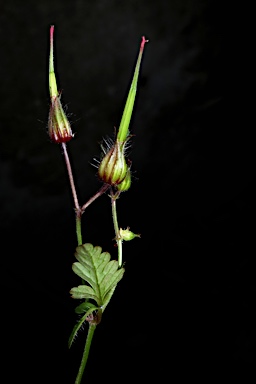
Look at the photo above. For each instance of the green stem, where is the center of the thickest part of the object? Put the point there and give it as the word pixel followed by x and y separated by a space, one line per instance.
pixel 87 346
pixel 116 227
pixel 78 230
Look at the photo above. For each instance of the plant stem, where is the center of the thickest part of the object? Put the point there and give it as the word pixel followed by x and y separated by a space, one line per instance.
pixel 71 179
pixel 102 190
pixel 116 227
pixel 87 346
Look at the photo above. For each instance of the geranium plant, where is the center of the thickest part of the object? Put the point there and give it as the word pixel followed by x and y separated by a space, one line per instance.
pixel 99 273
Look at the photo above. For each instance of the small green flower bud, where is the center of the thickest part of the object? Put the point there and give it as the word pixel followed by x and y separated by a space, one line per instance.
pixel 127 235
pixel 113 168
pixel 126 183
pixel 59 128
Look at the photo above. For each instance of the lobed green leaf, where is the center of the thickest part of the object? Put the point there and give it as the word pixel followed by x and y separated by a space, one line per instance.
pixel 98 271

- [Set task]
Copy all of the entries above word for word, but leave out the picture.

- [Task output]
Look at the photo above. For each instance of the green stem, where is the center of the thickest part of the object? Put the point there and give it as the word pixel followed by x and y separated by a space, one line per instance.
pixel 87 346
pixel 116 227
pixel 78 230
Look at the photo above. For each instance of the plant stem, where is the center of the thickest part of the object? Put the point there and give it as the word pixel followed by x and y separated by a space, one line per instance.
pixel 71 179
pixel 102 190
pixel 116 227
pixel 87 346
Look at the photo above. For each instance of the geranium plant, where is the center of the thickest part of the object? Put the point there and give it as the word pixel followed by x and y separated by a space, one line per instance.
pixel 99 273
Look at the photo above. For each instance of the small green flower bud, where is the center of the thickest part of the object? Put the point there and give it as the word pixel followed by x and y separated by a space, one line per instance.
pixel 127 235
pixel 113 168
pixel 126 183
pixel 59 128
Look at the photo above. For each instance of the lobed green leaf, where is the center of the thickest part of the object? Put the point there and give it as the word pixel followed by x and y separated by a space, one line per instance.
pixel 98 271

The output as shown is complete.